> _Records shown_
#####

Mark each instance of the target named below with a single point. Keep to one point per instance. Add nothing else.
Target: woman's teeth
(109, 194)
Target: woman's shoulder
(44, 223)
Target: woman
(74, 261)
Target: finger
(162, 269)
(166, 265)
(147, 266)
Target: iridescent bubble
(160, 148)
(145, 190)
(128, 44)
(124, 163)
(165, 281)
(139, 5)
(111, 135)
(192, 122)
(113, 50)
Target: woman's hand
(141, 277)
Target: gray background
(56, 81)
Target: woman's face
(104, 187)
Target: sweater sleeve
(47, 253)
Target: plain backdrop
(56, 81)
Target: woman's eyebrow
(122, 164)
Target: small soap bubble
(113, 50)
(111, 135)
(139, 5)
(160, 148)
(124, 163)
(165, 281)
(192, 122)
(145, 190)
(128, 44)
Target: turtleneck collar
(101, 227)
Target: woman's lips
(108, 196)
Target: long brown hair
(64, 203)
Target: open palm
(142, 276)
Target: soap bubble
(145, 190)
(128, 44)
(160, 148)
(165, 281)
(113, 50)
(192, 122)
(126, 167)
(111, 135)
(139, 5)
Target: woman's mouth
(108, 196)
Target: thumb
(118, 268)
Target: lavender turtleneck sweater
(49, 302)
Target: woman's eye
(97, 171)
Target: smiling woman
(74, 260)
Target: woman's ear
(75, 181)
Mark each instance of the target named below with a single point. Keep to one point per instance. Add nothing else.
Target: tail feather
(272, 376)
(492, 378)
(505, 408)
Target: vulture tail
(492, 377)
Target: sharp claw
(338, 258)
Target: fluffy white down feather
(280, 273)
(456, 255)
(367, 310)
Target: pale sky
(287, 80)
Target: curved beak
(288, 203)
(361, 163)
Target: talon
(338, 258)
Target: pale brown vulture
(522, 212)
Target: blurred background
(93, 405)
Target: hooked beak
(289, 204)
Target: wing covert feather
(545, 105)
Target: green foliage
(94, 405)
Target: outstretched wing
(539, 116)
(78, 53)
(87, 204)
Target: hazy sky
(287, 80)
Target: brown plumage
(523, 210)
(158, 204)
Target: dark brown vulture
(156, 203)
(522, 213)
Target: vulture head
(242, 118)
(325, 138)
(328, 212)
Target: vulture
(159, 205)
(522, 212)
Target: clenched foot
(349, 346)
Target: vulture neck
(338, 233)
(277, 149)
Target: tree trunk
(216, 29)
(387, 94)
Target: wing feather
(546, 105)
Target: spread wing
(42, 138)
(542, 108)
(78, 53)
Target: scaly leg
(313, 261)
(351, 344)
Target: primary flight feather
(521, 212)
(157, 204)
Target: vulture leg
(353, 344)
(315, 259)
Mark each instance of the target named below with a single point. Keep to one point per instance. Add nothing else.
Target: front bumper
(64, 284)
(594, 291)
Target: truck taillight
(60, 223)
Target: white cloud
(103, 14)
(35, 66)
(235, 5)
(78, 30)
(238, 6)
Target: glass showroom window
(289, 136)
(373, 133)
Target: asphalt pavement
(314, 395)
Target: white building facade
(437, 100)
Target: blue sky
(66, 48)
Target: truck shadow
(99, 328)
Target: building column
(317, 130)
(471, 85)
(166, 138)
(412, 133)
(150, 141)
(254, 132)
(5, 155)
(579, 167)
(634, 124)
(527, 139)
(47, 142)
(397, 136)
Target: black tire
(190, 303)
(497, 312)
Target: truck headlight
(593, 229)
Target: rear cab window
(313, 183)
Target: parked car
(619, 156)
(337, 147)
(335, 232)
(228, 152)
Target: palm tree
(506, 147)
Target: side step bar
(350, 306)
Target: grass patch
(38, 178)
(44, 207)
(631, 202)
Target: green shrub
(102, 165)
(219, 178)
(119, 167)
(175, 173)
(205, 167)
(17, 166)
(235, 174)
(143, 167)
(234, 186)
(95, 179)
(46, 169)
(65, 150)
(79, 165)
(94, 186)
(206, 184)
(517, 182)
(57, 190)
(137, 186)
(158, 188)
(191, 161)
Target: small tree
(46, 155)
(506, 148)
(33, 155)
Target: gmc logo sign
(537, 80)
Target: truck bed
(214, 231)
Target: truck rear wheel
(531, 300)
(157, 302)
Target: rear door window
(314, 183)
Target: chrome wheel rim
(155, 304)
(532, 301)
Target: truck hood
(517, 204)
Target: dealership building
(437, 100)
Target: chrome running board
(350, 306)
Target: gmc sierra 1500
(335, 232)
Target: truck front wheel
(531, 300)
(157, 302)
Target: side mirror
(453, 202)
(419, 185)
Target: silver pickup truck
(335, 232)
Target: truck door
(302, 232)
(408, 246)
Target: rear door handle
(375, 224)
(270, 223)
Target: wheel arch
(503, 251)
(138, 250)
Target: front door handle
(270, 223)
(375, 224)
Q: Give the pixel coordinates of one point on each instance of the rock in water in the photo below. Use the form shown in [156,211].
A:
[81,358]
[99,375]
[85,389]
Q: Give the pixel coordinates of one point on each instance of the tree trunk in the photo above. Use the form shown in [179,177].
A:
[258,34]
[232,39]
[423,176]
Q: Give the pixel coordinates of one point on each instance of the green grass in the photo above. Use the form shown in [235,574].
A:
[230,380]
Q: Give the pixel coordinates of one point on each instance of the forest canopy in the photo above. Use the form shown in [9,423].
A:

#####

Each entry should be duplicated exactly as it was given.

> _Task response_
Mark each instance of the target named below with a single point. Keep to one point per instance. Add nothing else.
Target: woman's teeth
(109, 194)
Target: woman's shoulder
(44, 223)
Target: woman
(74, 261)
Target: finger
(162, 269)
(166, 265)
(147, 266)
Target: iridescent bubble
(160, 148)
(145, 190)
(128, 44)
(124, 163)
(165, 281)
(139, 5)
(111, 135)
(192, 122)
(113, 50)
Target: woman's hand
(141, 277)
Target: gray background
(56, 81)
Target: woman's face
(104, 187)
Target: sweater sleeve
(47, 253)
Target: plain backdrop
(56, 81)
Target: woman's eyebrow
(122, 164)
Target: small soap bubble
(113, 50)
(111, 135)
(139, 5)
(160, 148)
(124, 163)
(165, 281)
(192, 122)
(145, 190)
(128, 44)
Target: turtleneck collar
(101, 227)
Target: woman's lips
(108, 196)
Target: long brown hair
(64, 203)
Target: open palm
(142, 276)
Target: soap bubble
(145, 190)
(128, 44)
(160, 148)
(165, 281)
(113, 50)
(192, 122)
(126, 167)
(111, 135)
(139, 5)
Target: woman's mouth
(108, 196)
Target: thumb
(118, 268)
Target: lavender turtleneck sweater
(49, 302)
Target: woman's eye
(97, 171)
Target: smiling woman
(74, 260)
Target: woman's ear
(75, 181)
Mark each instance of the target named below with a single point. Keep to one point per instance. Add nothing else.
Target: tail feather
(272, 376)
(492, 378)
(505, 408)
Target: vulture tail
(492, 377)
Target: sharp claw
(338, 258)
Target: fluffy white down feather
(280, 273)
(456, 255)
(367, 310)
Target: pale sky
(287, 80)
Target: curved beak
(288, 203)
(361, 163)
Target: talon
(338, 258)
Target: pale brown vulture
(522, 212)
Target: blurred background
(93, 405)
Target: hooked beak
(289, 204)
Target: wing covert feather
(545, 105)
Target: green foliage
(94, 405)
Target: outstretched wing
(539, 116)
(78, 53)
(87, 204)
Target: hazy sky
(287, 80)
Target: brown plumage
(523, 210)
(158, 204)
Target: dark brown vulture
(156, 203)
(522, 213)
Target: vulture head
(242, 118)
(325, 138)
(328, 212)
Target: vulture
(159, 205)
(522, 212)
Target: clenched foot
(349, 346)
Target: vulture neck
(338, 233)
(277, 149)
Target: tree trunk
(216, 29)
(387, 94)
Target: wing feather
(546, 105)
Target: spread wing
(42, 138)
(542, 108)
(78, 53)
Target: scaly leg
(313, 261)
(351, 344)
Target: primary flight feather
(521, 212)
(157, 204)
Target: vulture leg
(353, 344)
(315, 259)
Mark each instance of the target named below with a single point. Keep to one point per instance. Add nothing else.
Target: front bumper
(64, 284)
(594, 291)
Target: truck taillight
(60, 223)
Target: white cloud
(103, 14)
(35, 66)
(235, 5)
(78, 30)
(238, 6)
Target: glass showroom window
(289, 136)
(373, 133)
Target: asphalt pavement
(314, 395)
Target: white building facade
(437, 100)
Target: blue sky
(66, 48)
Target: truck shadow
(99, 328)
Target: building column
(317, 130)
(471, 85)
(166, 138)
(412, 133)
(150, 141)
(254, 132)
(5, 155)
(579, 167)
(634, 124)
(527, 139)
(47, 142)
(397, 136)
Target: black tire
(190, 303)
(497, 312)
Target: truck headlight
(593, 229)
Target: rear cab window
(313, 183)
Target: parked car
(619, 156)
(337, 147)
(335, 232)
(228, 152)
Target: palm tree
(506, 147)
Target: side step bar
(350, 306)
Target: grass patch
(38, 178)
(44, 207)
(631, 202)
Target: green shrub
(102, 165)
(219, 178)
(119, 167)
(175, 173)
(205, 167)
(17, 166)
(235, 174)
(143, 167)
(234, 186)
(95, 179)
(46, 169)
(65, 150)
(79, 165)
(94, 186)
(206, 184)
(517, 182)
(57, 190)
(137, 186)
(158, 188)
(191, 161)
Target: small tree
(46, 155)
(506, 148)
(33, 155)
Target: gmc logo sign
(537, 80)
Target: truck bed
(214, 231)
Target: truck rear wheel
(531, 300)
(157, 302)
Target: rear door window
(314, 183)
Target: chrome wheel rim
(155, 304)
(532, 301)
Target: truck hood
(517, 204)
Target: dealership building
(437, 100)
Target: chrome running board
(350, 306)
Target: gmc sierra 1500
(335, 232)
Target: truck front wheel
(531, 300)
(157, 302)
Target: side mirror
(453, 202)
(419, 185)
Target: silver pickup truck
(335, 232)
Target: truck door
(302, 232)
(408, 246)
Target: rear door handle
(375, 224)
(270, 223)
Target: wheel arch
(503, 251)
(138, 250)
Target: front door handle
(270, 223)
(375, 224)
Q: Give the pixel coordinates of one point on each instance of the rock in water in the photo below. Use the form shown in [156,211].
A:
[81,358]
[99,375]
[85,389]
Q: Give the pixel coordinates of one point on each instance of the tree trunk in the photo above. Use the form shown in [179,177].
A:
[258,34]
[232,39]
[423,176]
Q: Give the pixel coordinates of one point on each instance of the green grass in the photo above. Use the form shown in [235,574].
A:
[230,380]
Q: Give the pixel coordinates of one point on each instance of the forest canopy in the photo above. Use the form shown in [9,423].
A:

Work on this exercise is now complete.